-- BEGIN Text passage --
CBC News: Loss of affordable rents forces growing number onto waitlist for subsidized housing

Posted September 14, 2021

Posted September 14, 2021

New Brunswick has seen its supply of affordable apartments shrink rapidly in the past 10 years, forcing a growing number of families and individuals out of their homes and onto a waitlist for subsidized housing.

That’s the nightmare situation Marie Roy, 77, of Bathurst has found herself in.

Roy has lived in her apartment for more than a decade, and she expected to be there for the rest of her life.

With a pension of $1,600 per month, her $580 rent was slightly more than 30 per cent of her income, but she still considered it affordable.

Then, at the end of August, the new owner of her building announced that her rent would almost double — to $1,150 per month.

“I was on the phone with N.B. Housing,” Roy said through tears. “I have no idea what I’m going to do, no idea. It’s cruel.”

According to Steve Pomeroy, a senior research fellow with the Centre for Urban Research and Education at Carleton University in Ottawa, census numbers between 2011 and 2016 show New Brunswick lost 4,700 affordable rental units overall.

For the purpose of his research, Pomeroy used $750 per month, or 30 per cent of a household income of $30,000, as the benchmark. 

But those rental units are disappearing in New Brunswick.

“Moncton had a loss of 1,400, Fredericton was 1,300 and Saint John was 870,” Pomeroy said.

While the 2021 census numbers aren’t yet available, he said the loss of affordable market rentals has only accelerated since 2016.

Earlier this year, Statistics Canada reported that rents paid in New Brunswick had risen by 4.8 per cent between March, 2020 and March, 2021.

That’s the largest increase in the country.

As rents double, still no rent caps in sight

Pomeroy explains that nearly 1,000 units each year are moving “out of the affordable levels” as a result of market demand and a lack of government regulation in the form of rental caps or controls. It means landlords have “the opportunity to put the rents up in very, very significant jumps.”

The problem is exacerbated by the fact that the $299.2 million National Housing Strategy agreement that New Brunswick signed with Ottawa in 2018 aims to create just 151 new affordable rental units by 2022.

Rebecca Train of Saint John is a single mother who has lived in her four-bedroom apartment for five years, paying $850 per month.

She considered her place “a fantastic deal,” and said she could understand a modest increase based on inflation and the cost of living.

She was shocked however, when her building was sold in March and the new landlord posted a letter on her door advising the rent would more than double to $1,800 as of Dec. 1.

“I will not be able to manage the increase,” Train told CBC. “I work a full-time job and and part-time job and still could not swing $1,800 a month.”

A review of rentals in the province completed by the Higgs government in May includes 12 recommendations, but none of them includes a rent cap.

Pomeroy points to Ontario’s regulations as an example of how government can help preserve affordable market rents. An annual cap limits rent increases to the rate of inflation or approximately 2 per cent, and a “vacancy decontrol” allows landlords to make substantial increases only after a tenant has moved out.

New Brunswick’s review recommends limiting rent increases to once a year, but it doesn’t limit the amount of the increase. It recommends “better protections against unreasonable rent increases,” although it does not define what would be considered unreasonable, or how that would be enforced.

Pomeroy said with no limits on rent increases, the erosion of affordable market rents will continue.
-- END Text passage --
-- BEGIN Data excerpts --
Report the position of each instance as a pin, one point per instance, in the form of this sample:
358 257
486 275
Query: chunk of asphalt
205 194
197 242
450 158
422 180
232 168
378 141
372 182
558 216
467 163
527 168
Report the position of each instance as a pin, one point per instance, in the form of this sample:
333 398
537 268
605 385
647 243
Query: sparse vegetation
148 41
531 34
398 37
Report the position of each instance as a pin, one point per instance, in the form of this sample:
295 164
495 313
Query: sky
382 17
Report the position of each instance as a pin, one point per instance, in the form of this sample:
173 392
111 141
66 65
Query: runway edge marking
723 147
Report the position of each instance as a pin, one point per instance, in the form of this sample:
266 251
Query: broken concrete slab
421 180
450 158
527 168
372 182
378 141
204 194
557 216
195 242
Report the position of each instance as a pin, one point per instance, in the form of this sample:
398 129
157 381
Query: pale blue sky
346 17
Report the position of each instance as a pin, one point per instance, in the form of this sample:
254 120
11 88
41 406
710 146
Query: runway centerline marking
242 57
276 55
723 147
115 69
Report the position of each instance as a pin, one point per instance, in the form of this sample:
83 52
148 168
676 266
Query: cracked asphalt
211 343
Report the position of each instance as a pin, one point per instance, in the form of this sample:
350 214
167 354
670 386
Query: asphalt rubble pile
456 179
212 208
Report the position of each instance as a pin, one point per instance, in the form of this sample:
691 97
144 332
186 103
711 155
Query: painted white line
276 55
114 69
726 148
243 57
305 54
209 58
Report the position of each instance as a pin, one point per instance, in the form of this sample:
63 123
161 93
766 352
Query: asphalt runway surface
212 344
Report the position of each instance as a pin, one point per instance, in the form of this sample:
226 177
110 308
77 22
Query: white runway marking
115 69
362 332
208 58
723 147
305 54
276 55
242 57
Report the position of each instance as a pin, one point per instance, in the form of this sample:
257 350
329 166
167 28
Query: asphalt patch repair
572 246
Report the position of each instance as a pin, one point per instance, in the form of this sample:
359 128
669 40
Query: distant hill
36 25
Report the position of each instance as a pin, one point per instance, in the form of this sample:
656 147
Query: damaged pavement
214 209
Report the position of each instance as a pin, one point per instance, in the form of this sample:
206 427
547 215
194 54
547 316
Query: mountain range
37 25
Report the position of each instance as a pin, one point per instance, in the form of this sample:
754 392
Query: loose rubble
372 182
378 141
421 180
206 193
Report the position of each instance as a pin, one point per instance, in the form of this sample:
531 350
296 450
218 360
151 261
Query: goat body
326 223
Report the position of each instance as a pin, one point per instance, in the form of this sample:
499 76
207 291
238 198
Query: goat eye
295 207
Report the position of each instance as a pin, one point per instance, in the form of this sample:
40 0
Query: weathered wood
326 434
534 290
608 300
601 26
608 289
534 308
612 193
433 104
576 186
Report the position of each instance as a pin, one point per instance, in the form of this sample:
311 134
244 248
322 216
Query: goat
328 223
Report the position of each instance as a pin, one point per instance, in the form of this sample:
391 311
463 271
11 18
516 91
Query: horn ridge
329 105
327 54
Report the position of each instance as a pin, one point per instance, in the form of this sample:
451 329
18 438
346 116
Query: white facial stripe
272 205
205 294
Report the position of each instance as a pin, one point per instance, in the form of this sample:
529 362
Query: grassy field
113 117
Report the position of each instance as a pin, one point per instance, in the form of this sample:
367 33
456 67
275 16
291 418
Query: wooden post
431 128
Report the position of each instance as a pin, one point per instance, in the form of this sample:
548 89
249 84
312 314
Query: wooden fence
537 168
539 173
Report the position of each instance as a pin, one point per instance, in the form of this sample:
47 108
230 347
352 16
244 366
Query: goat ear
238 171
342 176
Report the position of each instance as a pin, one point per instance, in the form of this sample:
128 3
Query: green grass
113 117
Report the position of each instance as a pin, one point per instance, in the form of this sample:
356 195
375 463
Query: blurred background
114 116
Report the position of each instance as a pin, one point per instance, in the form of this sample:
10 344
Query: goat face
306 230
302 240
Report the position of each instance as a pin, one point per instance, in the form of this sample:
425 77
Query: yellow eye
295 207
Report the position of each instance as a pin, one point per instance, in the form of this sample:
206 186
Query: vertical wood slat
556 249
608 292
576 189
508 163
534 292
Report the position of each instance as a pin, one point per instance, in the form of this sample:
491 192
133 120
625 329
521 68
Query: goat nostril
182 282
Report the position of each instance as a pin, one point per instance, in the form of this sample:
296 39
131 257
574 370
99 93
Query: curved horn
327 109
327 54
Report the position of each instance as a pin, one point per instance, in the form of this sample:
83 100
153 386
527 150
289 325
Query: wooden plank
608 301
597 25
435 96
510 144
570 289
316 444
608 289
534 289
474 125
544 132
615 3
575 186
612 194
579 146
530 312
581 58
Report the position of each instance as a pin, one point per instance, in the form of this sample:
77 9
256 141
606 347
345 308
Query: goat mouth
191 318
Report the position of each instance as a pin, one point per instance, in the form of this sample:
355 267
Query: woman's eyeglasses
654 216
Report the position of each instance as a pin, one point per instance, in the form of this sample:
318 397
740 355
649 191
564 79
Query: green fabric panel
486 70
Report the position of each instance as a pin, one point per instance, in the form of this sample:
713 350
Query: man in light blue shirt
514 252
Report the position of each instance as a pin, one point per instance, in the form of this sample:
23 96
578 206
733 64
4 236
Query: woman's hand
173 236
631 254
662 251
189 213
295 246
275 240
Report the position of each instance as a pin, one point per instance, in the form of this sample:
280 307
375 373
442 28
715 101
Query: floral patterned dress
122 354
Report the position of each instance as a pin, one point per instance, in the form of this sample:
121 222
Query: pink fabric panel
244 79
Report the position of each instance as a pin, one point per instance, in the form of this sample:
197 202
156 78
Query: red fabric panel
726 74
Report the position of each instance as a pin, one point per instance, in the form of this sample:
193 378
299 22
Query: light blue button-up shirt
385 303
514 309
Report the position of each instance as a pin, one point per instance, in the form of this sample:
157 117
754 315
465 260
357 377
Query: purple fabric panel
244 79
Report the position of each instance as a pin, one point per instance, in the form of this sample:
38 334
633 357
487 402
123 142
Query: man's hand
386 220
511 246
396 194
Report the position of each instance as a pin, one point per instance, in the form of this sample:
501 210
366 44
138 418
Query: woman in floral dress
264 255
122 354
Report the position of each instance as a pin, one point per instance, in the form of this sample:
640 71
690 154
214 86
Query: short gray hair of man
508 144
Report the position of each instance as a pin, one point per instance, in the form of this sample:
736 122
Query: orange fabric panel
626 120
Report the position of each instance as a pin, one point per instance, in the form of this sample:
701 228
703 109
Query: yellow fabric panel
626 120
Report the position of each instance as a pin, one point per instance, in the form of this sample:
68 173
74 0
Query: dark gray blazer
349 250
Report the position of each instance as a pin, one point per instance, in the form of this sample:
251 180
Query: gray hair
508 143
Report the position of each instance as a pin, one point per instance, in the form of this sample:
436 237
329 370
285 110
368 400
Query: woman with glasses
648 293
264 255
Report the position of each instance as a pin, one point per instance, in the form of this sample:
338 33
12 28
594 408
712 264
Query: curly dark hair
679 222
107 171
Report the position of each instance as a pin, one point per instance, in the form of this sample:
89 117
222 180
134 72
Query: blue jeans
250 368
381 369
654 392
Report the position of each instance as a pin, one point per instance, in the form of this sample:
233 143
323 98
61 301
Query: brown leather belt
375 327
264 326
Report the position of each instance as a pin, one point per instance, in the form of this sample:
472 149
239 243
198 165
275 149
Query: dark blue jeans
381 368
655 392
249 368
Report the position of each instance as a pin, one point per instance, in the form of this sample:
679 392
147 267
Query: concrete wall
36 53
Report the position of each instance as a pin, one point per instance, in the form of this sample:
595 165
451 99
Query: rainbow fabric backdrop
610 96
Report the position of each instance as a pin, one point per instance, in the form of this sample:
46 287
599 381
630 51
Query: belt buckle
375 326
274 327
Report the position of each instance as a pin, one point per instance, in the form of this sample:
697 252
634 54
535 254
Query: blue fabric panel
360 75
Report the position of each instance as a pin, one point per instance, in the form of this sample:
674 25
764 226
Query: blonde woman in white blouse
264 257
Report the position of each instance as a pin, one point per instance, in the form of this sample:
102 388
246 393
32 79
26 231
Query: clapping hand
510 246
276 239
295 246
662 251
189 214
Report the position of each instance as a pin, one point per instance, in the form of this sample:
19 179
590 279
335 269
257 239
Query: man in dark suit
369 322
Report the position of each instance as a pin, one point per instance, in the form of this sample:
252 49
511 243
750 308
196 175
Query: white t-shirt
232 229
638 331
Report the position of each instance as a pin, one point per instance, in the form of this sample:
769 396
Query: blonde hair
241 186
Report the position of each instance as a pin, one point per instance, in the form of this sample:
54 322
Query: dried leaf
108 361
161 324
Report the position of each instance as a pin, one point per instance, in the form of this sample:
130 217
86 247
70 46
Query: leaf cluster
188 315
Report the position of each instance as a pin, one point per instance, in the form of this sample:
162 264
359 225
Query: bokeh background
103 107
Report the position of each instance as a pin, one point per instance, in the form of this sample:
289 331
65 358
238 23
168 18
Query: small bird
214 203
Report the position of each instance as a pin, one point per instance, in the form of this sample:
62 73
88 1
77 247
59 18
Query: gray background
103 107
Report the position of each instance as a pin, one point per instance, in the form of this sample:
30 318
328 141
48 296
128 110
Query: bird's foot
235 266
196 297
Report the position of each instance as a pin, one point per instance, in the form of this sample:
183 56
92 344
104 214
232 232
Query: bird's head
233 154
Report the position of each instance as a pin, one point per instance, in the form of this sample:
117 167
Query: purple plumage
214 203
-- END Data excerpts --
◆ **Required tasks**:
1/ Answer these from the housing article:
(a) What was Marie Roy's monthly rent before the new owner raised it?
(b) How many affordable rental units did Fredericton lose, according to Pomeroy?
(c) How many new affordable rental units does the 2018 National Housing Strategy agreement aim to create by 2022?
2/ Please retype the part of the housing article that opens with the words containing "With a pension" and closes with "rental units overall.".
3/ Say whether each statement agrees with the housing article, and back each answer with the deciding words quoted from it:
(a) Rebecca Train's higher rent was to take effect on Dec. 1.
(b) The Higgs government's review of rentals recommends a rent cap.
(c) Ontario's annual cap limits rent increases to about 5 per cent.
You won't need the rows.

◆ **Expected outputs**:
1/
(a) $580
(b) 1,300
(c) 151

2/
With a pension of $1,600 per month, her $580 rent was slightly more than 30 per cent of her income, but she still considered it affordable.

Then, at the end of August, the new owner of her building announced that her rent would almost double — to $1,150 per month.

“I was on the phone with N.B. Housing,” Roy said through tears. “I have no idea what I’m going to do, no idea. It’s cruel.”

According to Steve Pomeroy, a senior research fellow with the Centre for Urban Research and Education at Carleton University in Ottawa, census numbers between 2011 and 2016 show New Brunswick lost 4,700 affordable rental units overall.

3/
(a) Yes: "the rent would more than double to $1,800 as of Dec. 1."
(b) No: "none of them includes a rent cap."
(c) No: "An annual cap limits rent increases to the rate of inflation or approximately 2 per cent"